--- Work request ---
Working from the records below, repeat exactly the lines starting at the line that contains "tag the breakfast plate" and ending at the line that contains "drop one pin per instance, shaped like <point>263,107</point>.", inclusive.

--- Collected data entries ---
************
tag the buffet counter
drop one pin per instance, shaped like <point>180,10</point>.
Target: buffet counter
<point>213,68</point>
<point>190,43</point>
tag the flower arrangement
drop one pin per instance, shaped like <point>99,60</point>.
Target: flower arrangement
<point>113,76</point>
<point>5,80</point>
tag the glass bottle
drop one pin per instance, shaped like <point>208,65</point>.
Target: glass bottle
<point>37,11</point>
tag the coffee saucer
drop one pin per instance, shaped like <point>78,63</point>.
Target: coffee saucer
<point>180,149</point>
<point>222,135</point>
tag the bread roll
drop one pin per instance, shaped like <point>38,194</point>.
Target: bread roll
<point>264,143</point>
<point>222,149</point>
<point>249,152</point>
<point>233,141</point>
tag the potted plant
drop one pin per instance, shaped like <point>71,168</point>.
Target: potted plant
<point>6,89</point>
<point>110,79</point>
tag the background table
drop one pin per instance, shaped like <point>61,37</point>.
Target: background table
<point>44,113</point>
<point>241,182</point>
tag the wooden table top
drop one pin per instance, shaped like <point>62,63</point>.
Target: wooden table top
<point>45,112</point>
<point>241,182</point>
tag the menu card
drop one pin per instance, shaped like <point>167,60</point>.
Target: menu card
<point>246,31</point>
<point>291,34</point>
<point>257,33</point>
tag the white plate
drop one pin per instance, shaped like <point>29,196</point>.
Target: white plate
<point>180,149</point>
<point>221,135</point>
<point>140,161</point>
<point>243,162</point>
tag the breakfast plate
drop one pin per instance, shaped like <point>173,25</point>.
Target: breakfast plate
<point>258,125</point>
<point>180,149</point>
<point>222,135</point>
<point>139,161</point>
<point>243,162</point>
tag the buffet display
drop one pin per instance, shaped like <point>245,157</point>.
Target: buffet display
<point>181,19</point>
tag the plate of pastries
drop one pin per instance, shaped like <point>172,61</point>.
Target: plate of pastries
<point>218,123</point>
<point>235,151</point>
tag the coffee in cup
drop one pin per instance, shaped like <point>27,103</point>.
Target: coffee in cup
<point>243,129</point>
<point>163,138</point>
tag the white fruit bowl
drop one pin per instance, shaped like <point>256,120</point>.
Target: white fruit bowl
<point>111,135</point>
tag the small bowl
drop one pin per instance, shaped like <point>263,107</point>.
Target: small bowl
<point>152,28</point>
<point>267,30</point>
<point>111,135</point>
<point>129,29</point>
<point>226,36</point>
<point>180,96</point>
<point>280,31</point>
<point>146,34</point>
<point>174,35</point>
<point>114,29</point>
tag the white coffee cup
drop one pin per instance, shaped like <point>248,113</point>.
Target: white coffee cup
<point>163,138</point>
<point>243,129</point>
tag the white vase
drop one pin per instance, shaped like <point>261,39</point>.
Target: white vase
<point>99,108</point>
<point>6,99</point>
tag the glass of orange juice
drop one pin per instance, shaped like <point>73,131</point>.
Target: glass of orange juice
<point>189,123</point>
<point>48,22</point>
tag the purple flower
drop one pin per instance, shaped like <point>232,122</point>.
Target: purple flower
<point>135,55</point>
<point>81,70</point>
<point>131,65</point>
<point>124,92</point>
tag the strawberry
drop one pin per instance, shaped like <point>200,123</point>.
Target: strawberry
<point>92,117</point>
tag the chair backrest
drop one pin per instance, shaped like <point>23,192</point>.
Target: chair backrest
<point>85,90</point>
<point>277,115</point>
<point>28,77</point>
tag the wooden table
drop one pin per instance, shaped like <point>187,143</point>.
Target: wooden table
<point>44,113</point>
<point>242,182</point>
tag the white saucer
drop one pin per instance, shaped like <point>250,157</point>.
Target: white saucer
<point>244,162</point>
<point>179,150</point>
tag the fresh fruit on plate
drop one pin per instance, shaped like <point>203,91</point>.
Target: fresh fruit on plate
************
--- Reply ---
tag the breakfast plate
drop one pin per instance, shaped like <point>173,25</point>.
Target: breakfast plate
<point>258,125</point>
<point>180,149</point>
<point>222,135</point>
<point>139,161</point>
<point>243,162</point>
tag the buffet display
drop one pin per instance, shaped like <point>245,157</point>.
Target: buffet display
<point>181,19</point>
tag the plate of pastries
drop one pin per instance, shaped like <point>172,61</point>.
Target: plate of pastries
<point>218,123</point>
<point>235,151</point>
tag the coffee in cup
drop one pin per instance, shaped like <point>27,103</point>.
Target: coffee in cup
<point>243,129</point>
<point>163,138</point>
tag the white fruit bowl
drop one pin per instance, shaped like <point>256,120</point>.
Target: white fruit bowl
<point>111,135</point>
tag the small bowl
drop one pin per instance, shaped like <point>263,107</point>.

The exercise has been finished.